• Direction: Everything from the line containing "Locate every instance of the tree" to the last line of the records must be returned verbatim; nothing else belongs in the output.

• Data for this exercise:
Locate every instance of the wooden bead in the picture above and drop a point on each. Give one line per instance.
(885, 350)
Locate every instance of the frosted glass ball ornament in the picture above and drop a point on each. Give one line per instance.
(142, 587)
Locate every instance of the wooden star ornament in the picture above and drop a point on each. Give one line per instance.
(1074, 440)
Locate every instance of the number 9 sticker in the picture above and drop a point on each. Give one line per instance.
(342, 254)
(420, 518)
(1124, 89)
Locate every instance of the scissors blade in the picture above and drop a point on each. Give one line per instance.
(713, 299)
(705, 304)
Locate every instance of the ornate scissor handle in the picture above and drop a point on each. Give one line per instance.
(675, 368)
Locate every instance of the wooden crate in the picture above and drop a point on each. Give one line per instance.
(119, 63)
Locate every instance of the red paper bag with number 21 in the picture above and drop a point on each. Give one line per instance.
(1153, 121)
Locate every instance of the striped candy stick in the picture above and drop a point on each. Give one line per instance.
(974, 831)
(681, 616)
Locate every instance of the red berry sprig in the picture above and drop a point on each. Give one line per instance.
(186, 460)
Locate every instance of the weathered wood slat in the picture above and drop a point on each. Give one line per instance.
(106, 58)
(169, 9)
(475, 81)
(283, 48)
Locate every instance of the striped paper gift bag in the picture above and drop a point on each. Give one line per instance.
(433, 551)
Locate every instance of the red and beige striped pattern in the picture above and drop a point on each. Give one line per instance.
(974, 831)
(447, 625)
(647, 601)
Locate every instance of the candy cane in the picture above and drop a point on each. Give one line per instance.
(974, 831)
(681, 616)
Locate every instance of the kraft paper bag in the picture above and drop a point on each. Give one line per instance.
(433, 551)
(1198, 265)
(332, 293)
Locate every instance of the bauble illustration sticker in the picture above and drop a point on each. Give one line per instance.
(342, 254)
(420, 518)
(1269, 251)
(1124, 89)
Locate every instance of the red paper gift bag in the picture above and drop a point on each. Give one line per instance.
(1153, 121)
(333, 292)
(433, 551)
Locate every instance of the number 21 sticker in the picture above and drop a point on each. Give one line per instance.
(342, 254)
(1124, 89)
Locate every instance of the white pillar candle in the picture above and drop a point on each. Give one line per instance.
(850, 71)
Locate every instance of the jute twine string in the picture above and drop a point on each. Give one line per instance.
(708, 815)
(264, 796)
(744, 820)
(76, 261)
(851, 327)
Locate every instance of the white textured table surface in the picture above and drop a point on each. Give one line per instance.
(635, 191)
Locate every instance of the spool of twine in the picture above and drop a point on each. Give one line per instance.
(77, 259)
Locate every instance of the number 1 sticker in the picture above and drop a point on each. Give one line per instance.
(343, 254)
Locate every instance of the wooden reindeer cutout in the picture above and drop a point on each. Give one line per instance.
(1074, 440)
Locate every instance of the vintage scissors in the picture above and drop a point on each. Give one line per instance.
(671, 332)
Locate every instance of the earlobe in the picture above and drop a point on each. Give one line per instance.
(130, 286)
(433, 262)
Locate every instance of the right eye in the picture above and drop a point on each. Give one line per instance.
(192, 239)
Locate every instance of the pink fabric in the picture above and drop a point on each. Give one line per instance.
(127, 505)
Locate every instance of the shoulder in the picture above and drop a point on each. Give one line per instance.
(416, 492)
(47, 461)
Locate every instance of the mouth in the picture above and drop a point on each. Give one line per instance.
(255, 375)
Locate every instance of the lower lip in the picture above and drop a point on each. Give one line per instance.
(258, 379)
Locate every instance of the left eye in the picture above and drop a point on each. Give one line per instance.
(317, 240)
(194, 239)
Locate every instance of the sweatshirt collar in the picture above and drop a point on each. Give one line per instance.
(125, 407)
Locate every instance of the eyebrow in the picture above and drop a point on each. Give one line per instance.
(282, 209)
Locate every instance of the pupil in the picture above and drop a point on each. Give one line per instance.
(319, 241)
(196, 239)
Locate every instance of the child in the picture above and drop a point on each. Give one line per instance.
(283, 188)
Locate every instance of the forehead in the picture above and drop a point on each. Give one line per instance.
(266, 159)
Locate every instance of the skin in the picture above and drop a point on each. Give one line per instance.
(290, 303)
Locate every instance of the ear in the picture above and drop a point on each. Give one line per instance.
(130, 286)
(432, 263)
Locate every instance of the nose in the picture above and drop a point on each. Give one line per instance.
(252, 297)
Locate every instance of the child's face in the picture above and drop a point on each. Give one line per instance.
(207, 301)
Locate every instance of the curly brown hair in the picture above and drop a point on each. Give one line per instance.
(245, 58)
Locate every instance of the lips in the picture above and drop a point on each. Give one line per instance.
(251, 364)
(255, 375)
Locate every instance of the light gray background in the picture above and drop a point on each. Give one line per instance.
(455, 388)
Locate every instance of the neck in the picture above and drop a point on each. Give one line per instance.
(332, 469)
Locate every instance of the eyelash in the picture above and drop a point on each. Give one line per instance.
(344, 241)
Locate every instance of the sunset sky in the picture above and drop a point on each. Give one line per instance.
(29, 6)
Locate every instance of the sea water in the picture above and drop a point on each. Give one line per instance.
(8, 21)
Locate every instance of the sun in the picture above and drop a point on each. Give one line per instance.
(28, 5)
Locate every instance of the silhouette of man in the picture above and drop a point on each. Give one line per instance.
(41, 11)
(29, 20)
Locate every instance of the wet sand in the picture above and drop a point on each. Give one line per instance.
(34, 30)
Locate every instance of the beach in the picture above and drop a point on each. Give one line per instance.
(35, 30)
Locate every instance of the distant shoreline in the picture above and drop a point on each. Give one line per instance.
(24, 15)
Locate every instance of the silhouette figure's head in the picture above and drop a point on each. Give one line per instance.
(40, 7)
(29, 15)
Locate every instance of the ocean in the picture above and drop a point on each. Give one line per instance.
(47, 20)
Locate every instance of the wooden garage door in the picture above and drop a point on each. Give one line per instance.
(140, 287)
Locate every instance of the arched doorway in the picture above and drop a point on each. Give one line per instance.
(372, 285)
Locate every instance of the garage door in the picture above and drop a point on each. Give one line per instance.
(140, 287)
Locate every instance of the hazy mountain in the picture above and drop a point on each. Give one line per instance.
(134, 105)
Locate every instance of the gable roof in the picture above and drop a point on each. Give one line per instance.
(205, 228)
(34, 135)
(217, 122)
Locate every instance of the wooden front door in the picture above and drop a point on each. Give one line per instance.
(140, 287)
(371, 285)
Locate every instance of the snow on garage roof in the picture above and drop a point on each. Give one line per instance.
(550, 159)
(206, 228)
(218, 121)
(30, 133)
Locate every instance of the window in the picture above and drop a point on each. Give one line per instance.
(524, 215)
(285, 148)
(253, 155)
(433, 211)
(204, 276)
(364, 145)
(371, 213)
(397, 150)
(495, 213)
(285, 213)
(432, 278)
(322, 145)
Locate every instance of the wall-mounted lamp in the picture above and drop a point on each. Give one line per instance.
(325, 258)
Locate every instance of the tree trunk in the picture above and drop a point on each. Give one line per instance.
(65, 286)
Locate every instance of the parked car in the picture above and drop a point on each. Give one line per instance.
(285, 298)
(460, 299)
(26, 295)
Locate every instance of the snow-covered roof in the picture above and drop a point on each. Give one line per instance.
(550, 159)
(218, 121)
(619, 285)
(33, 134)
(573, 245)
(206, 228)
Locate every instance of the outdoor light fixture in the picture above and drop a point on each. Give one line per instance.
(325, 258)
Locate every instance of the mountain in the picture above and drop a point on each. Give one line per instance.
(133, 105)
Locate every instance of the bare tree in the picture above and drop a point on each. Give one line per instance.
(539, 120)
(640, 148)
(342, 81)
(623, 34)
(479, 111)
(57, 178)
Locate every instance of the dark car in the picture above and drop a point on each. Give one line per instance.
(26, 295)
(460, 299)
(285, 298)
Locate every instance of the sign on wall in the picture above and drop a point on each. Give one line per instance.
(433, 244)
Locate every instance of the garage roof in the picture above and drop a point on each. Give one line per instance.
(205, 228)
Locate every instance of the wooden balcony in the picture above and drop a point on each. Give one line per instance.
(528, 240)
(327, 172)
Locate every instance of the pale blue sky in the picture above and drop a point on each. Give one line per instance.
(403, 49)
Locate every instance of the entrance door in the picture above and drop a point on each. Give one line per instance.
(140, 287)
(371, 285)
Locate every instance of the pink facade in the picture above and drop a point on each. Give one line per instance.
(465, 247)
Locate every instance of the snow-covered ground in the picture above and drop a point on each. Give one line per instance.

• Solution to this problem:
Locate every instance of the tree trunk in the picture above and drop a point on each. Give one line per instance.
(65, 286)
Locate every instance of the parked car in the picture above and drop a point on each. Give one line per instance.
(285, 298)
(460, 299)
(26, 295)
Locate every instance of the snow-covered roof in the picture above and drop a point on each. Give one line per instance.
(550, 159)
(218, 121)
(619, 285)
(33, 134)
(573, 245)
(206, 228)
Locate every instance of the outdoor light fixture in the picture above and drop a point on each. Give one line per instance.
(325, 258)
Locate every instance of the mountain in the picture above and drop a point on each. Give one line per instance.
(133, 105)
Locate every instance of the bare tree in the picture above and drop a point on each. Give one line per instance.
(539, 120)
(640, 148)
(342, 81)
(623, 34)
(479, 111)
(57, 178)
Locate every instance of the dark car in the picture above and drop a point on each. Give one line per instance.
(26, 295)
(460, 299)
(285, 298)
Locate every instance of the sign on wall in the picture above and drop a point on each. Give one line per instance.
(433, 244)
Locate every instance of the garage roof in the picture above and drop a point on each. Give one line per instance.
(205, 228)
Locate every instance of the wooden balcony in the picture above and drop a point on each. Give one line per instance.
(528, 240)
(327, 172)
Locate every instance of the pale blue sky in the picture above and drop a point on each. Give one line per instance.
(403, 49)
Locate every instance of the entrance door in the picture above and drop a point on each. Give one line per instance.
(140, 287)
(371, 285)
Locate every instance of the pink facade in the picture above and drop a point on each. Give one line per instance.
(465, 247)
Locate every instance of the snow-covered ground in the picture above and drop a point on each. Give one line per instance.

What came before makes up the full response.